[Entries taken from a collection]
****
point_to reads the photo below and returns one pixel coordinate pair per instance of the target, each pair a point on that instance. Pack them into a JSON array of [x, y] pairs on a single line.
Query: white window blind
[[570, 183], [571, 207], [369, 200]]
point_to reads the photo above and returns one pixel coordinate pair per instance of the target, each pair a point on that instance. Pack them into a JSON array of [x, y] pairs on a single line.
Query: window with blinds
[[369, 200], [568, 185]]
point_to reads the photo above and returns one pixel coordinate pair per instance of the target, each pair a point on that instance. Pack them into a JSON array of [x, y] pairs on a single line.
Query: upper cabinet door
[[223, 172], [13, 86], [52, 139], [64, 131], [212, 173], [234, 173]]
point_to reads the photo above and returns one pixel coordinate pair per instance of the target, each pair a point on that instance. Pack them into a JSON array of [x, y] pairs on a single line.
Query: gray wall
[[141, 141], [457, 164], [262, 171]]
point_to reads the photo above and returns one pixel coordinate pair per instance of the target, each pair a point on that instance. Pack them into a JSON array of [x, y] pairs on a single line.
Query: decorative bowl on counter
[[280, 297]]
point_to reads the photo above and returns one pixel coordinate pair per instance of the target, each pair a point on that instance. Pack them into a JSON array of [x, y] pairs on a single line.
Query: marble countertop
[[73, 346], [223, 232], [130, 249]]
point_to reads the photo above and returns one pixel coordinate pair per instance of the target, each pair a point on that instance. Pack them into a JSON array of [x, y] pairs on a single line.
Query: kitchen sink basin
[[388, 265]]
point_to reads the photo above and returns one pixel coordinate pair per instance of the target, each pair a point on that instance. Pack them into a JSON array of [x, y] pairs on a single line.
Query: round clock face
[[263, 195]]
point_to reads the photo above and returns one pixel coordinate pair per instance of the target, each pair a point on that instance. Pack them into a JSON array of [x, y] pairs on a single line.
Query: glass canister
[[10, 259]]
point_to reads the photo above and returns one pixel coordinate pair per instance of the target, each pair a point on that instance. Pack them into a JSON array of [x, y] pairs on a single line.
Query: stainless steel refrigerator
****
— Exercise goal —
In this exercise, repeat all entries exactly.

— Response to the task —
point_to reads the photo below and returns one pixel coordinate pair per instance of the target, each pair a point on that instance. Pack them into a JSON array of [x, y] pairs on a single line.
Query: white window blind
[[570, 183], [571, 207], [369, 200]]
point_to reads the photo above and returns one pixel coordinate pair per instance of the target, each pair a point on that instance. Pack them into a JSON array of [x, y] pairs on a single line.
Query: window with blinds
[[369, 200], [568, 185]]
point_to reads the photo above and returns one pixel coordinate pair per instance of the target, each pair a point on that instance. Pack them into a JSON array of [x, y] pairs on a single line.
Query: upper cabinet door
[[223, 172], [13, 86], [52, 139], [64, 131], [212, 173], [234, 173]]
point_to reads the photo above and returns one pixel coordinate pair per instance of the target, each pair a point on that instance. Pack them into a JSON array of [x, y] pairs on a single line.
Query: gray wall
[[141, 141], [457, 164], [262, 171]]
point_to reads the photo above and returns one pixel coordinate pair per instance of the target, each pair a point on that instance. Pack them into a JSON array of [x, y] pairs on a single line.
Query: decorative bowl on counter
[[280, 297]]
point_to reads the photo above and returns one pixel coordinate pair per instance of the target, each pair a point on that instance. Pack them into a JSON array of [x, y] pairs on a single line.
Query: marble countertop
[[73, 346], [223, 232], [130, 249]]
point_to reads the photo above and returns one pixel coordinate pair per instance of the target, each pair a point on that instance. Pack them into a JSON array of [x, y] pairs on a single line.
Query: kitchen sink basin
[[388, 265]]
point_to reads the photo above and returns one pixel coordinate pair per instance of the target, each pair a point on that instance. Pack them into a JSON array of [x, y] pairs on a single line.
Query: round clock face
[[263, 195]]
point_to reads the photo above and returns one pixel coordinate pair per instance of the target, each pair a point on that instance. Pack them into a JSON array of [x, y] pairs on a single line.
Query: glass canister
[[10, 259]]
point_to reads the photo above and returns one pixel coordinate pair per instance of the target, each pair a point on that instance. Pack them into a JSON array of [x, y] pairs on a single line.
Query: stainless steel refrigerator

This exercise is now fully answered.